Start of SOURCE DATA
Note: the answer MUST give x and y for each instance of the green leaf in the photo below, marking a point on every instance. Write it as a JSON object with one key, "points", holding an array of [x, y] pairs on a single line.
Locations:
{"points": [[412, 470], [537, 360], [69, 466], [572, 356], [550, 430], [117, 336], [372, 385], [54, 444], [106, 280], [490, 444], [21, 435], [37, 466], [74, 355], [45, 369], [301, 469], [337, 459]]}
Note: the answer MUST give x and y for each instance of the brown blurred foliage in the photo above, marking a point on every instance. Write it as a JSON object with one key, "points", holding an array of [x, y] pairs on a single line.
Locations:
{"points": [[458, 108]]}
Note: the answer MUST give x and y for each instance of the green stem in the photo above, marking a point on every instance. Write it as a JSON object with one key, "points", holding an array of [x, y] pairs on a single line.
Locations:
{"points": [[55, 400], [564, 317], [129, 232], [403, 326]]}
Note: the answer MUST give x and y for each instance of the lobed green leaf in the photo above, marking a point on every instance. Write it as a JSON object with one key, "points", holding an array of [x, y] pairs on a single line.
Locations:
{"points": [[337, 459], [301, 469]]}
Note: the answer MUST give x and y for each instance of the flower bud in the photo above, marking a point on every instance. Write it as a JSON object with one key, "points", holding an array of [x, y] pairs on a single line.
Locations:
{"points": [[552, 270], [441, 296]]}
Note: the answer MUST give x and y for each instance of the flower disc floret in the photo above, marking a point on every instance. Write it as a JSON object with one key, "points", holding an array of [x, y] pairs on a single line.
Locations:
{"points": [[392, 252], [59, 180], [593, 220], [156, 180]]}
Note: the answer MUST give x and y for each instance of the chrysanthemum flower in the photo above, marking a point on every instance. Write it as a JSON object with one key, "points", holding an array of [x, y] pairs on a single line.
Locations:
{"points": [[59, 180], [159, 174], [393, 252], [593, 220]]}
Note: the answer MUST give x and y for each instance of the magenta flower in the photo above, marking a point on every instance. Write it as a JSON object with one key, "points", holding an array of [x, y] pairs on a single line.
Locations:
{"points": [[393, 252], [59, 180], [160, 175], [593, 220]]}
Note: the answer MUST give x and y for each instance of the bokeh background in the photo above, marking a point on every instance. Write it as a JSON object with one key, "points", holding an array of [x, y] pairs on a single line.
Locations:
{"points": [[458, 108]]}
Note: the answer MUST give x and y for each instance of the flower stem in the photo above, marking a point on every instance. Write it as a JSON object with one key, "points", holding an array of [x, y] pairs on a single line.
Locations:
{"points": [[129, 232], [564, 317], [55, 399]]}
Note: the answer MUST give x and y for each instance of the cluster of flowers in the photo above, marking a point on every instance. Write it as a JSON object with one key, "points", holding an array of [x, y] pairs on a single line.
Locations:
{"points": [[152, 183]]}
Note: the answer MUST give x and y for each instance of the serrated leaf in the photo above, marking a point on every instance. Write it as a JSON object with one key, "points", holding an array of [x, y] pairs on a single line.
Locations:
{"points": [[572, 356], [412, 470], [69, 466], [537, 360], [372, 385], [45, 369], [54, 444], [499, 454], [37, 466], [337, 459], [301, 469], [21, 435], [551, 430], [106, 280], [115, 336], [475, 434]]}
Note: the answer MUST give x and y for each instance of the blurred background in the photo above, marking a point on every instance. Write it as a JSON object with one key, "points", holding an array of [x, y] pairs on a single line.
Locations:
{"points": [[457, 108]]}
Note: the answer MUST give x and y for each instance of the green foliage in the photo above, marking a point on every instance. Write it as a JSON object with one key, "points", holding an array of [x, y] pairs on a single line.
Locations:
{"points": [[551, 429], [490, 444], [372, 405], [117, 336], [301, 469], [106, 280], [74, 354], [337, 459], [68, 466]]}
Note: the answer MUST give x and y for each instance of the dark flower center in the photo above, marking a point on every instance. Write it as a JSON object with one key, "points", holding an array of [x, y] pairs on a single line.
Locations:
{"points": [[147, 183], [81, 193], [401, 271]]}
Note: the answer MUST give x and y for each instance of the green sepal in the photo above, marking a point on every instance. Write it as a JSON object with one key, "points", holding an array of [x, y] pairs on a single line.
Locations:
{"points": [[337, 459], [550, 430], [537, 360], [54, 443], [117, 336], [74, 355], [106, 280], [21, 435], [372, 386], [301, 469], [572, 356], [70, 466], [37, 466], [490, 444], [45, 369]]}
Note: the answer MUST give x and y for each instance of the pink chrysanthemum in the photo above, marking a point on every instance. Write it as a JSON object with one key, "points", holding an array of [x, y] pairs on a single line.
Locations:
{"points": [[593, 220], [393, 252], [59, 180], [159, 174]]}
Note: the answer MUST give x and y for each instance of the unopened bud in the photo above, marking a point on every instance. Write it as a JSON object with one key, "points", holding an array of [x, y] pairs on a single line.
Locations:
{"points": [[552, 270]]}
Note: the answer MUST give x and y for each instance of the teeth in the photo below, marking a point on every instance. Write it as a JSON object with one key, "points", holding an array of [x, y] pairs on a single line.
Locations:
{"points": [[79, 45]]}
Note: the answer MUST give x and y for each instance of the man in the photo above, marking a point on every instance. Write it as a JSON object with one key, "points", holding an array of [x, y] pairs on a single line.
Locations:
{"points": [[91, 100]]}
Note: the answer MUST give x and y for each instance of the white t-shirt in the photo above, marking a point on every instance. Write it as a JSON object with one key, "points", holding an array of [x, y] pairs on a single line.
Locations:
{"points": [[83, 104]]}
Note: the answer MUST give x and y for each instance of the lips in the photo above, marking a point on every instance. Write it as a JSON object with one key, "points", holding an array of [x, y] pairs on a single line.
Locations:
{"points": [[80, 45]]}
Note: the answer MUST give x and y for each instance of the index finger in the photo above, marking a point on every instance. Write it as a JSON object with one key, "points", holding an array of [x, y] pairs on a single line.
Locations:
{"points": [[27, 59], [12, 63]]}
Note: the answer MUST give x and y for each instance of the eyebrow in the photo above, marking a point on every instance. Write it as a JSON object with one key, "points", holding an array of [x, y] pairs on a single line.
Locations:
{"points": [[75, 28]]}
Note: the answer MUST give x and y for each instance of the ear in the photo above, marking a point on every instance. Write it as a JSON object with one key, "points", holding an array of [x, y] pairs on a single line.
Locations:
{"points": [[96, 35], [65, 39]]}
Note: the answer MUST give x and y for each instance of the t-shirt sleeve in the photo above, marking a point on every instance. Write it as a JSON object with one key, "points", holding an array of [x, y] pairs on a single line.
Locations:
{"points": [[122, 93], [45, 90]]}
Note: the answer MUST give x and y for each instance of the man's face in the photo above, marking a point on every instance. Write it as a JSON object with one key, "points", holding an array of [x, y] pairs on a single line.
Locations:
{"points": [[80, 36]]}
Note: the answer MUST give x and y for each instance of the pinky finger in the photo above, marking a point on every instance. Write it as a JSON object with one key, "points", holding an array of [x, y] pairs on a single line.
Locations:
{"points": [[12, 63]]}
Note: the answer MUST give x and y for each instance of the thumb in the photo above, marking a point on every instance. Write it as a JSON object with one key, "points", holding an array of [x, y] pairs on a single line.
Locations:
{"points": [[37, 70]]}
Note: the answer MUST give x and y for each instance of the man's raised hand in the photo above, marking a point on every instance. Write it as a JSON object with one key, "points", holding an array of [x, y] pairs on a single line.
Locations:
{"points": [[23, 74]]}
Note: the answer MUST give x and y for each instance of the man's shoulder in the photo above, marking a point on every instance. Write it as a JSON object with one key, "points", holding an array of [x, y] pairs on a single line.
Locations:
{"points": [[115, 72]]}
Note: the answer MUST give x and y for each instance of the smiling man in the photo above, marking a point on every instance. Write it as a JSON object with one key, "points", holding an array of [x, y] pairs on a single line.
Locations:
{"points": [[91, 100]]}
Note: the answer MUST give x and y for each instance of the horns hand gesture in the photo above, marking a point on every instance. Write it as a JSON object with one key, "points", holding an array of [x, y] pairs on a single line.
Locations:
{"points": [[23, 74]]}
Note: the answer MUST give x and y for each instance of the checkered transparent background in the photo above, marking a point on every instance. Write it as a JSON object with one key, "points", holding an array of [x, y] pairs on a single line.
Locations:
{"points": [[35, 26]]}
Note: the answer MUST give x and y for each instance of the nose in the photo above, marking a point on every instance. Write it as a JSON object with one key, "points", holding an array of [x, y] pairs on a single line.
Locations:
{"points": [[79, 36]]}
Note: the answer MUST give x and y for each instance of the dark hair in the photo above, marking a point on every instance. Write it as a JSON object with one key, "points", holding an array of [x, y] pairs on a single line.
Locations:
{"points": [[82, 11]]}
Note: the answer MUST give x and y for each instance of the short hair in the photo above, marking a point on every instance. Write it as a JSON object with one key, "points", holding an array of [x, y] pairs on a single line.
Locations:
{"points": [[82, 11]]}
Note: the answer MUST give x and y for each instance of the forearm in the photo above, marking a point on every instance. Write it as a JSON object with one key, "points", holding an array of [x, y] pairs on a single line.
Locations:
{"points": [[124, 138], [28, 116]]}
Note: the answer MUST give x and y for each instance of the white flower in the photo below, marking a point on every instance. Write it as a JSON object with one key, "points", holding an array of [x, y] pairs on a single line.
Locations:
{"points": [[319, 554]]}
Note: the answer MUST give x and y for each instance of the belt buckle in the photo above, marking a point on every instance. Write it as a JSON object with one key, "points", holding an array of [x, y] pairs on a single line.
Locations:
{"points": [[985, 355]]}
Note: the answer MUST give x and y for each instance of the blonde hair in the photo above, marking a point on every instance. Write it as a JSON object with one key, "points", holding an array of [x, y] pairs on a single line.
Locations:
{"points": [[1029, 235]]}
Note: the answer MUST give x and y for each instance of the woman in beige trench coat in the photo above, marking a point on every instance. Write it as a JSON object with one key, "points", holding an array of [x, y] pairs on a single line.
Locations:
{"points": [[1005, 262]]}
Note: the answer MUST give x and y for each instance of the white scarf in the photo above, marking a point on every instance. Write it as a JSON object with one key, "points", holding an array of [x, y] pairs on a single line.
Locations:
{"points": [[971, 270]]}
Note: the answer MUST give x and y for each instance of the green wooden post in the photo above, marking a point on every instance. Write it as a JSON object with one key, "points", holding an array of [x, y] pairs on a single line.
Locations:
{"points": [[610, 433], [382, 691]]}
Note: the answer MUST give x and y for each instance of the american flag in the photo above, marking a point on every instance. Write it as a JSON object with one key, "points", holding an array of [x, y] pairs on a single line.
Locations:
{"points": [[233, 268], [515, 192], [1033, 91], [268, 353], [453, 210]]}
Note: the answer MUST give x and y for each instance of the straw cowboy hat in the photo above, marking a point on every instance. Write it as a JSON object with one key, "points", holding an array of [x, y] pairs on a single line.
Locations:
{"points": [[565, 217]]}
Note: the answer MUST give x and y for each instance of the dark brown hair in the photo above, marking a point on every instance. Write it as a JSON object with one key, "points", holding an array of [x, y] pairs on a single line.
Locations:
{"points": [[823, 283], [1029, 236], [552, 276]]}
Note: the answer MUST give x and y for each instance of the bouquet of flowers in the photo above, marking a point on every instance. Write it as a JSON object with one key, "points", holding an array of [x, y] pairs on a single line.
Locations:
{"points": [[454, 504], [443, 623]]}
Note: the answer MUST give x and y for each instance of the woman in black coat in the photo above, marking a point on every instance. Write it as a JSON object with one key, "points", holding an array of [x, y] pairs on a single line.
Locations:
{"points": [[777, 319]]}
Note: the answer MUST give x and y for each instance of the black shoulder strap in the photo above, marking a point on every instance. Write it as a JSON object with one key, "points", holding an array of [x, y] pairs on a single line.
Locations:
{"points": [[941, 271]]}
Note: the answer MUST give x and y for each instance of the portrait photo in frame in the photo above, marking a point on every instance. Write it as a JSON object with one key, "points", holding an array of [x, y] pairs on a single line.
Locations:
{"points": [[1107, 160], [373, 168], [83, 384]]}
End of SOURCE DATA
→ **WORK ITEM**: Please copy only the lines from the one with "of the portrait" through the final line of the records above, both ends included.

→ **SOLUTION FOR THIS EXERCISE**:
Note: the answer MUST give x and y for each instance of the portrait photo in frame in the photo above, marking a point on every instance. Write it as a JSON object with one key, "points", holding an array of [x, y] pairs on a single line.
Locations:
{"points": [[1107, 160], [373, 168], [83, 384]]}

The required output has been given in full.